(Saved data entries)
┌──
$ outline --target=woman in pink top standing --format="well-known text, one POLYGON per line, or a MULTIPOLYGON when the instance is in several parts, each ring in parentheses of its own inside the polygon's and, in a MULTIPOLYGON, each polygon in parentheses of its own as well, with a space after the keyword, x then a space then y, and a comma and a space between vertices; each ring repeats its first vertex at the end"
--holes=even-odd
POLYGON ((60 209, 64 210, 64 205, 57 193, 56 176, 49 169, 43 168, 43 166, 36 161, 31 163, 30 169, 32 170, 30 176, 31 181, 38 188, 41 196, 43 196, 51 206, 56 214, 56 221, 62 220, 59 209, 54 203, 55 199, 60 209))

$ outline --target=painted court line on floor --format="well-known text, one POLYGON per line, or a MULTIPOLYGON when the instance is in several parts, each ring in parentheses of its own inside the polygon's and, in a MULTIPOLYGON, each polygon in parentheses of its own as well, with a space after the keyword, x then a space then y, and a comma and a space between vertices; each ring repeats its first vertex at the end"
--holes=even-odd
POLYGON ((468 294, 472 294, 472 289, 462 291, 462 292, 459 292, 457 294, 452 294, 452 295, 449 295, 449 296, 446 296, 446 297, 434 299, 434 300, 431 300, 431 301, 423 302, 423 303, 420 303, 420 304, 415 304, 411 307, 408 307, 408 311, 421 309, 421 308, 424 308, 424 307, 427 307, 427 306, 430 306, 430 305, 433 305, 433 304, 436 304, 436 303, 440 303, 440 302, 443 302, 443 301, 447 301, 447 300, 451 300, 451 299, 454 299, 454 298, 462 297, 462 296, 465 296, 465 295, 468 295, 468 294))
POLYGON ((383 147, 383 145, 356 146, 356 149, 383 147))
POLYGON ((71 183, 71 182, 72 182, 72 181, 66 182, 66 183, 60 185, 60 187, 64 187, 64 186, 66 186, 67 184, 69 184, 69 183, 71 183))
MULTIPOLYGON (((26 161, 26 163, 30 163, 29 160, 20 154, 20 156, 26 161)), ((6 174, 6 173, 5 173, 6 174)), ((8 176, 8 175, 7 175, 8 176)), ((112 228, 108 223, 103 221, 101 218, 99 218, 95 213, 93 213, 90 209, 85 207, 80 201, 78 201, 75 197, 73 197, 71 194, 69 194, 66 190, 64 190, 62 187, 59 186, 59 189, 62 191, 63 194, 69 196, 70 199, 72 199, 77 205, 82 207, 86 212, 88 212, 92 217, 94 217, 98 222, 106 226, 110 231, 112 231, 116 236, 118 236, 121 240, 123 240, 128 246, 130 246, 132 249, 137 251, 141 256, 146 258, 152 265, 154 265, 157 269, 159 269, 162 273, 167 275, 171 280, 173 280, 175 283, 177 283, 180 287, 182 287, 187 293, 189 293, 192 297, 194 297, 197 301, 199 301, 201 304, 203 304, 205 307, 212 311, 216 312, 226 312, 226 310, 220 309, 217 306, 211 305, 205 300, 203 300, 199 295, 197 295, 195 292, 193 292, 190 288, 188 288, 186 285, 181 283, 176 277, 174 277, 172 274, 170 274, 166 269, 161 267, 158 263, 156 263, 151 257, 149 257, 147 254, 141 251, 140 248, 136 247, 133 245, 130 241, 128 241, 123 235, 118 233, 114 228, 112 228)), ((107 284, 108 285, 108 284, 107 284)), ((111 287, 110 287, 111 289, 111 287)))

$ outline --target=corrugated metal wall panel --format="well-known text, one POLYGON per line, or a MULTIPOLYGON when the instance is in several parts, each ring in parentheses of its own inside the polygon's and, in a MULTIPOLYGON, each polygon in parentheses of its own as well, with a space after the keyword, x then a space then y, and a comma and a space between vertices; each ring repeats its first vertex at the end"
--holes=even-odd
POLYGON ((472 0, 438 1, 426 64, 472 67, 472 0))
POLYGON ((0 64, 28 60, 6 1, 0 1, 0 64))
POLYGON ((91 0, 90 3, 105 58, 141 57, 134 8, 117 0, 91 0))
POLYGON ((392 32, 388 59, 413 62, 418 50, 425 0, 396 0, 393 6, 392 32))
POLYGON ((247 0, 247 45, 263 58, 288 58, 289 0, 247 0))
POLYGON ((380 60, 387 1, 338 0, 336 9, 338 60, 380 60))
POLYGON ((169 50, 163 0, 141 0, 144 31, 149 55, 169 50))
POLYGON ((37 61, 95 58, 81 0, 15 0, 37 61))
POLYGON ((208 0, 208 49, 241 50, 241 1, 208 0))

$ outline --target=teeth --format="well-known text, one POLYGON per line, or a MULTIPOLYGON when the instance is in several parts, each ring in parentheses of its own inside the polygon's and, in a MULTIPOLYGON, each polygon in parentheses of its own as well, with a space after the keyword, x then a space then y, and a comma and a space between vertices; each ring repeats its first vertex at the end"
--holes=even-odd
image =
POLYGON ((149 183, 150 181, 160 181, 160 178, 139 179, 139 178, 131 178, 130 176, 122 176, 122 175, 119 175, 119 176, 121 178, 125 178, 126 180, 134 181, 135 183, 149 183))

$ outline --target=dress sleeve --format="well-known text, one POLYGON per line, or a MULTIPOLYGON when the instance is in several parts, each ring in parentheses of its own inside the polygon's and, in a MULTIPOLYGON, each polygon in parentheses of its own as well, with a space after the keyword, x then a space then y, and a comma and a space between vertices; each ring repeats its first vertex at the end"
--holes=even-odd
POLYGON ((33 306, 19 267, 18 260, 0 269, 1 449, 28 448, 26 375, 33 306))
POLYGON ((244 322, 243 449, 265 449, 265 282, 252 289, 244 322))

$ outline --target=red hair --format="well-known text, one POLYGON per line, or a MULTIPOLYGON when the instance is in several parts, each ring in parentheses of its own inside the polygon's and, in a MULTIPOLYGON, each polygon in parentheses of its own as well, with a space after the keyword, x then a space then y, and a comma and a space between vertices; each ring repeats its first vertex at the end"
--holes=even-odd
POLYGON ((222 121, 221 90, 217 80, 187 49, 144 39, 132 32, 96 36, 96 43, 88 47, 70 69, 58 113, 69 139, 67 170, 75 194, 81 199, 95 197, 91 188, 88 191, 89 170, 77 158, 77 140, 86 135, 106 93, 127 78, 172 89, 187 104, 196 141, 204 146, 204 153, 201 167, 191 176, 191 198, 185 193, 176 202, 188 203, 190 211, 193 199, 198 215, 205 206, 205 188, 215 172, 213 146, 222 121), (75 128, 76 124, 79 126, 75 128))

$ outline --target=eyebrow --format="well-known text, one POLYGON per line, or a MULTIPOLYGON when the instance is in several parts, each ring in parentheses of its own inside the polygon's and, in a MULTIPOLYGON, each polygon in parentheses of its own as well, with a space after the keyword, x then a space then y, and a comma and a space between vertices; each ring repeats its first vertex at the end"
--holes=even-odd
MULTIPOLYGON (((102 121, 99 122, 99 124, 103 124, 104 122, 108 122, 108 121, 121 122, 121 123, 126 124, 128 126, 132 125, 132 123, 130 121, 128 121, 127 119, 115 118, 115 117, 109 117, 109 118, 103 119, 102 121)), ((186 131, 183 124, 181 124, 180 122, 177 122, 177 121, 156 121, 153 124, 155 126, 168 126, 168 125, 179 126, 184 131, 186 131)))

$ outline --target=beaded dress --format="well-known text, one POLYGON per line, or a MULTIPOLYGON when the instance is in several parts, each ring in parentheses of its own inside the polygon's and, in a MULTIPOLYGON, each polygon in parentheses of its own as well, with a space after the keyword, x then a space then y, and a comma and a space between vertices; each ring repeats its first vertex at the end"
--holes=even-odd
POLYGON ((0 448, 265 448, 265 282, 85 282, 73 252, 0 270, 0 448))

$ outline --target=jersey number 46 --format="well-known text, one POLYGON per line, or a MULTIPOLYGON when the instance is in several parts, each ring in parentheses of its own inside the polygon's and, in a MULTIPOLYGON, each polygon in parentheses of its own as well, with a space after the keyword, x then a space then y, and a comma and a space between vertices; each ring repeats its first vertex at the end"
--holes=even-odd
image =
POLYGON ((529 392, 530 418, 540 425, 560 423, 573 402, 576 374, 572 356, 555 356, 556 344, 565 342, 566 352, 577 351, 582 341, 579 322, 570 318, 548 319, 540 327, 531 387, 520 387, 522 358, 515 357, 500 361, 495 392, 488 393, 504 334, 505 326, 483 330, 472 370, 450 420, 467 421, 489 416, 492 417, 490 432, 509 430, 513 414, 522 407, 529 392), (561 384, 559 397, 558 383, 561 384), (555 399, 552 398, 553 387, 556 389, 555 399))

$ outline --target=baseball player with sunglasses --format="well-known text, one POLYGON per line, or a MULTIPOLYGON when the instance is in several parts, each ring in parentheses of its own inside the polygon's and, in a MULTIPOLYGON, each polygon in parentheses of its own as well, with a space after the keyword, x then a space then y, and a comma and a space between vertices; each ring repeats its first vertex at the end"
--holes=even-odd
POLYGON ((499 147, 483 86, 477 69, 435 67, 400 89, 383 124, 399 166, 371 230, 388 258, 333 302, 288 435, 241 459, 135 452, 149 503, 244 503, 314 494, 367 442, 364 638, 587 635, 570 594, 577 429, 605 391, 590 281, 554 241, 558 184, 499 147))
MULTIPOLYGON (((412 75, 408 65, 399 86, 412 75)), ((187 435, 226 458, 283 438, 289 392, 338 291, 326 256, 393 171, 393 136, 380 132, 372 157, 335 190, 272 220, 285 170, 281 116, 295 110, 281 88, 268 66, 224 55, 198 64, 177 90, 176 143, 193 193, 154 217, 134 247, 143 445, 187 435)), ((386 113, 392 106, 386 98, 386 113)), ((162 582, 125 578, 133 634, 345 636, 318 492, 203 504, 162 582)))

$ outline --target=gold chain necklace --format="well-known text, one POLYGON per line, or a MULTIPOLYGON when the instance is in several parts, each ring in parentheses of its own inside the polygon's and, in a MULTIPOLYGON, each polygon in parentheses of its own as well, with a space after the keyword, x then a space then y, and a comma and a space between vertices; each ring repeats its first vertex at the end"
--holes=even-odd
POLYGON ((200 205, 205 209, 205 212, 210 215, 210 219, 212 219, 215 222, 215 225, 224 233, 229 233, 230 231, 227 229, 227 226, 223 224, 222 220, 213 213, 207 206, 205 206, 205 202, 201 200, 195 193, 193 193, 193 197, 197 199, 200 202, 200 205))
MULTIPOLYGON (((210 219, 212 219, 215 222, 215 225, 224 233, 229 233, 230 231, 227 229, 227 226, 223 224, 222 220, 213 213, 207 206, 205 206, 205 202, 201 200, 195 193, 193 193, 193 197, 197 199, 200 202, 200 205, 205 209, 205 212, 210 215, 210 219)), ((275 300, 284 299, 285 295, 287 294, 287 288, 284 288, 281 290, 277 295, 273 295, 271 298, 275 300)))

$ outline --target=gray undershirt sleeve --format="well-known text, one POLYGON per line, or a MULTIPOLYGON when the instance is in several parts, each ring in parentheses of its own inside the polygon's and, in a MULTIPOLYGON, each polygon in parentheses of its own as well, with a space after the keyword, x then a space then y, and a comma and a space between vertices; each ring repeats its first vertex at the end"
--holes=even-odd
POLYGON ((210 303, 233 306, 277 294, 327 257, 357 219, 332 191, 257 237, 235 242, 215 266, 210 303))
└──
- [Requirement]: Would you please reproduce the records above exactly, only from their first line through the line holding "outline --target=painted court", with both ends included?

- [Final answer]:
$ outline --target=woman in pink top standing --format="well-known text, one POLYGON per line, or a MULTIPOLYGON when the instance is in several parts, each ring in parentheses of its own inside the polygon's and, in a MULTIPOLYGON, each polygon in parentheses of its own as well, with a space after the keyword, x then a space then y, and a comma and a space between vertices; each ring repeats its first vertex at the end"
--holes=even-odd
POLYGON ((60 209, 64 210, 64 205, 57 193, 56 176, 49 169, 43 168, 43 166, 36 161, 31 163, 30 169, 32 170, 30 176, 31 181, 38 188, 41 196, 43 196, 51 206, 56 214, 56 221, 62 220, 59 209, 54 203, 55 199, 60 209))

$ outline --target=painted court line on floor --format="well-known text, one POLYGON per line, or a MULTIPOLYGON when the instance is in several parts, each ring in parentheses of its own inside the polygon's and, in a MULTIPOLYGON, each polygon in parentheses of its own as well, with a space after the keyword, x then a space then y, and a comma and a space between vertices; each ring repeats its first vertex at the end"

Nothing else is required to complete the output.